- **Extracted records**
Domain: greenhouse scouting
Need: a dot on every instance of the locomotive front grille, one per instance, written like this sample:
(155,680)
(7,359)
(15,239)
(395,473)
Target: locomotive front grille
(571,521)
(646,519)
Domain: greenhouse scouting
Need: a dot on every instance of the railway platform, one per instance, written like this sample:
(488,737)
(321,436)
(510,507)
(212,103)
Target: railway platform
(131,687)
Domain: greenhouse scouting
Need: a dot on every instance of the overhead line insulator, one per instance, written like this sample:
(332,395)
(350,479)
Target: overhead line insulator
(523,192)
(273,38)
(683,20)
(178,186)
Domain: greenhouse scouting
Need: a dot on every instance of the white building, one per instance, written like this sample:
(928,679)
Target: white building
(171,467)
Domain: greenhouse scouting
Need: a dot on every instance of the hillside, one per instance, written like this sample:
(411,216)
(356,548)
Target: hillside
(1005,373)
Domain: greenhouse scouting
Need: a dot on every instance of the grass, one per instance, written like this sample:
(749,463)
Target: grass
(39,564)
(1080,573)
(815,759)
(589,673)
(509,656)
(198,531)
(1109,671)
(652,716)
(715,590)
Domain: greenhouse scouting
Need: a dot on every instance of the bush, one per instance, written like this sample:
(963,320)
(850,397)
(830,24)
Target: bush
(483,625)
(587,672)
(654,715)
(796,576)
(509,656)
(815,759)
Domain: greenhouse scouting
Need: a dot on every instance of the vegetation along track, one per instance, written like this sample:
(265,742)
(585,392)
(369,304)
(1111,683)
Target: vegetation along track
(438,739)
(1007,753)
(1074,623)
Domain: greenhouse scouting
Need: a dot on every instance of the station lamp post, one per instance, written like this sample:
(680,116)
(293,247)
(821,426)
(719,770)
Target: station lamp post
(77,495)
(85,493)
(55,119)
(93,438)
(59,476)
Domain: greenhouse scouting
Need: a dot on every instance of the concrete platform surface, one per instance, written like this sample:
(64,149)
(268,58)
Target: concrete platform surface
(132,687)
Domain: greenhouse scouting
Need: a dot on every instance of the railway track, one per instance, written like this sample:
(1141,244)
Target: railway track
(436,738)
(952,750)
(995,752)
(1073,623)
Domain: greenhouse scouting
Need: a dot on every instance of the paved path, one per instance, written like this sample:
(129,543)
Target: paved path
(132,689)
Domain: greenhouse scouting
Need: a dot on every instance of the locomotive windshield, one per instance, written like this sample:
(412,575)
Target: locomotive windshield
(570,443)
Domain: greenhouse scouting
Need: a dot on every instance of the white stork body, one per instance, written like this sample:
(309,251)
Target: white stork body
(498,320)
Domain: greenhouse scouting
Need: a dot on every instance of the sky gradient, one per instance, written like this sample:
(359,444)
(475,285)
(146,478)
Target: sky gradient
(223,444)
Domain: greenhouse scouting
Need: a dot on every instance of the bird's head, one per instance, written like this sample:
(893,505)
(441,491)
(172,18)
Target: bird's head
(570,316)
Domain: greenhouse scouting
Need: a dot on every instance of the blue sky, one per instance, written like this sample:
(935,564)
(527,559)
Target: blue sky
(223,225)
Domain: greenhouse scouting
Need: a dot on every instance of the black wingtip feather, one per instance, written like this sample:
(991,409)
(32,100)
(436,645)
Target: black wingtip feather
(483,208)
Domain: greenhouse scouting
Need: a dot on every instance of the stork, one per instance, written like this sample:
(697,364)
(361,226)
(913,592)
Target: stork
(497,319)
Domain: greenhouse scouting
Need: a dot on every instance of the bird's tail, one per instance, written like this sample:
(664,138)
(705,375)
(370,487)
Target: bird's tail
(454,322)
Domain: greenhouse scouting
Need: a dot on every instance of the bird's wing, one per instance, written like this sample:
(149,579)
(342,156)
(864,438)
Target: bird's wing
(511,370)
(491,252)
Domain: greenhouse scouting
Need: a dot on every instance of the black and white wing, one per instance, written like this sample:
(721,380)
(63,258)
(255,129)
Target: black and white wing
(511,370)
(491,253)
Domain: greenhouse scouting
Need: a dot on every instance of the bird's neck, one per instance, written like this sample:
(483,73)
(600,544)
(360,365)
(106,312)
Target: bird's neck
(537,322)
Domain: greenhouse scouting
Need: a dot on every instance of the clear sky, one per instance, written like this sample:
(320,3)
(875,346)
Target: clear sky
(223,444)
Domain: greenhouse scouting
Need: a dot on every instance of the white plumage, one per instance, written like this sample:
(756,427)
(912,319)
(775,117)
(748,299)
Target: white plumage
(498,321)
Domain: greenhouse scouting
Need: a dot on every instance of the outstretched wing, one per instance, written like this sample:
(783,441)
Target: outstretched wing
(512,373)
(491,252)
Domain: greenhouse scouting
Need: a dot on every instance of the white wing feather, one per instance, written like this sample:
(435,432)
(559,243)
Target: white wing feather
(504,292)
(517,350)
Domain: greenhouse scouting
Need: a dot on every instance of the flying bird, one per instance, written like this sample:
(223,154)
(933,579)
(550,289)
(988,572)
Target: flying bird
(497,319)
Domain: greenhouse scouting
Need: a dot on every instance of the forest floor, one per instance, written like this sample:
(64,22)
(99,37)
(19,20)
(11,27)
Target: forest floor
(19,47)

- **Task goal**
Every record, from the first to the last, should be transcribed exactly.

- **Task response**
Domain: greenhouse scouting
Need: a dot on every instance of the locomotive front grille, one per instance, written like this sample:
(155,680)
(7,359)
(15,239)
(395,473)
Target: locomotive front grille
(571,521)
(646,519)
Domain: greenhouse scouting
Need: a dot on every instance of the railway platform, one per instance, written like this sample:
(488,737)
(321,436)
(510,507)
(212,103)
Target: railway platform
(131,687)
Domain: greenhouse scouting
Need: a dot on every instance of the overhead line insulator, one per instance, written like this sample:
(332,395)
(350,479)
Target: overhead line insulator
(523,192)
(273,38)
(683,20)
(178,186)
Domain: greenhouse scouting
Need: a dot on every instance of the white building, one per instance, written like this sample:
(928,679)
Target: white building
(171,467)
Domain: greenhouse scouting
Need: a dot on every instance of the hillside, one per instance, written like this sample:
(411,216)
(356,548)
Target: hillside
(1005,373)
Domain: greenhouse scouting
Need: a dot on every instance of the grass, one per instance, written like this sample:
(749,463)
Target: grass
(39,564)
(1080,573)
(815,759)
(589,673)
(509,656)
(198,531)
(1109,671)
(652,716)
(715,590)
Domain: greenhouse scouting
Need: a dot on every instance of the bush, one per instance, written like this sample:
(963,320)
(850,397)
(830,24)
Target: bush
(483,625)
(587,672)
(654,715)
(796,576)
(509,656)
(815,759)
Domain: greenhouse scouting
Need: a dot on every instance of the vegetation along track, one per instance, written like this sample:
(265,742)
(585,392)
(369,304)
(1111,683)
Target: vegetation along track
(438,739)
(1007,753)
(1074,623)
Domain: greenhouse scouting
Need: a dot on every instance of the station lamp post, one per instance, written like this sample:
(680,116)
(293,247)
(821,426)
(719,770)
Target: station lamp post
(77,495)
(85,493)
(55,119)
(93,438)
(59,476)
Domain: greenhouse scouting
Need: a dot on every instance of the concrete platform surface, one per instance, written like this sample:
(64,149)
(268,58)
Target: concrete platform surface
(132,687)
Domain: greenhouse scouting
Need: a dot on every instance of the railway track, one per instance, written like this sample:
(1141,244)
Target: railway track
(436,738)
(952,750)
(995,752)
(1073,623)
Domain: greenhouse scouting
Need: a dot on every instance of the paved path, one per instance, written like this sample:
(129,543)
Target: paved path
(132,689)
Domain: greenhouse scouting
Need: a dot on every instance of the locomotive windshield, one per instance, written like this sample:
(412,575)
Target: locomotive windshield
(570,443)
Domain: greenhouse scouting
Need: a dot on every instance of the white stork body, one per instance, written like this sample:
(309,251)
Target: white stork body
(498,320)
Domain: greenhouse scouting
Need: a dot on every instance of the sky gradient, one per instance, written like this sample:
(359,444)
(475,285)
(146,478)
Target: sky gradient
(223,444)
Domain: greenhouse scouting
Need: a dot on every instance of the bird's head, one per instance, written like this sample:
(893,505)
(441,491)
(172,18)
Target: bird's head
(570,316)
Domain: greenhouse scouting
Need: a dot on every instance of the blue sky, one per instance, written like this sample:
(935,564)
(527,559)
Target: blue sky
(223,225)
Domain: greenhouse scouting
Need: a dot on every instance of the black wingtip feather, one per instance, written like this sample:
(991,409)
(32,100)
(436,645)
Target: black wingtip feather
(483,208)
Domain: greenhouse scouting
Need: a dot on every instance of the stork, one per instance, written like this sample:
(697,364)
(361,226)
(913,592)
Target: stork
(497,319)
Domain: greenhouse scouting
Need: a dot on every instance of the bird's tail, one per instance, written like this sample:
(664,138)
(705,375)
(370,487)
Target: bird's tail
(454,322)
Domain: greenhouse scouting
Need: a dot on every instance of the bird's wing, one per instance, written like this sample:
(149,579)
(342,156)
(864,438)
Target: bird's wing
(511,370)
(491,252)
Domain: greenhouse scouting
Need: a dot on every instance of the black and white wing, one per instance, written like this sample:
(721,380)
(63,258)
(255,129)
Target: black and white wing
(511,370)
(491,253)
Domain: greenhouse scouting
Need: a dot on every instance of the bird's neck, one per instance, written like this sample:
(483,73)
(600,544)
(360,365)
(106,312)
Target: bird's neck
(537,322)
Domain: greenhouse scouting
Need: a dot on every instance of the clear sky, one per instance, written like this sample:
(320,3)
(875,346)
Target: clear sky
(223,444)
Domain: greenhouse scouting
Need: a dot on every instance of the white plumage, one per instance, written like this sample:
(756,427)
(912,319)
(775,117)
(748,299)
Target: white plumage
(498,321)
Domain: greenhouse scouting
Need: a dot on every instance of the outstretched wing, one per instance, written like this sample:
(783,441)
Target: outstretched wing
(512,373)
(491,252)
Domain: greenhouse scouting
Need: a dot on every instance of the white wing feather, one per instance, written like this sample:
(435,432)
(559,243)
Target: white wing feather
(504,292)
(517,350)
Domain: greenhouse scouting
Need: a dot on every instance of the flying bird, one per instance, written like this sample:
(223,154)
(933,579)
(550,289)
(988,572)
Target: flying bird
(497,319)
Domain: greenhouse scouting
Need: a dot on every instance of the forest floor, one per instance, written like this sample:
(64,22)
(99,37)
(19,20)
(11,27)
Target: forest floor
(19,47)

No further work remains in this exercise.